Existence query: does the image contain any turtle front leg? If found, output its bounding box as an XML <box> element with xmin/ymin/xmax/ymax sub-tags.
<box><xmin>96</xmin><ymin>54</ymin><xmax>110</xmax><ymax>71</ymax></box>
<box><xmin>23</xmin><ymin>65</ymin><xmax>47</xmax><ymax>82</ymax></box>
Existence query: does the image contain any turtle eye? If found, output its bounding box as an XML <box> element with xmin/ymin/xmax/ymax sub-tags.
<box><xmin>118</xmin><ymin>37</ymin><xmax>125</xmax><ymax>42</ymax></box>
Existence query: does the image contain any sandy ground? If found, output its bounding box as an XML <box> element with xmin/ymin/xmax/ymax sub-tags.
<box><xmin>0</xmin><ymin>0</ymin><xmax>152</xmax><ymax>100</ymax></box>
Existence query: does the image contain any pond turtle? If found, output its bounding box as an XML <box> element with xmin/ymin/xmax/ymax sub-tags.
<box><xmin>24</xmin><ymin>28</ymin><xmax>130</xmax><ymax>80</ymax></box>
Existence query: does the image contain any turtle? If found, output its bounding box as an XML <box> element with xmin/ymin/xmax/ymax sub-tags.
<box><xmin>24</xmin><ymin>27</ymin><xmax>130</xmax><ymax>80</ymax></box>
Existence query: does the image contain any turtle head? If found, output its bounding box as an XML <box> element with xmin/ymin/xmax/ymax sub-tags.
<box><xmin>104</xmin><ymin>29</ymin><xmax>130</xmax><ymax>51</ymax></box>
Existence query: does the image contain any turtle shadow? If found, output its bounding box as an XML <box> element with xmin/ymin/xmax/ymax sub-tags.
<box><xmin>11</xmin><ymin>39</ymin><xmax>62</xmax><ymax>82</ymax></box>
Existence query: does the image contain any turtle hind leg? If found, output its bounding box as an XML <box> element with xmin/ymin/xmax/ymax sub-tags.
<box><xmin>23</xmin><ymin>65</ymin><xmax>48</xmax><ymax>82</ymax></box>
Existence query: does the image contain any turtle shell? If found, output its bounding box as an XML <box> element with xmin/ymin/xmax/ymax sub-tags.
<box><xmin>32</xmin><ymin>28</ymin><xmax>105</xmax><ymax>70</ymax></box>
════════
▶ _EXERCISE DESCRIPTION_
Copy the items above word for word, starting at the line containing "Existence query: does the image contain any turtle shell?" and continuing through the final line of the items, both ends included.

▶ _COMPLETED EXERCISE_
Existence query: does the image contain any turtle shell? If found, output its bounding box as an XML <box> element with xmin/ymin/xmax/ymax sub-tags.
<box><xmin>32</xmin><ymin>28</ymin><xmax>105</xmax><ymax>70</ymax></box>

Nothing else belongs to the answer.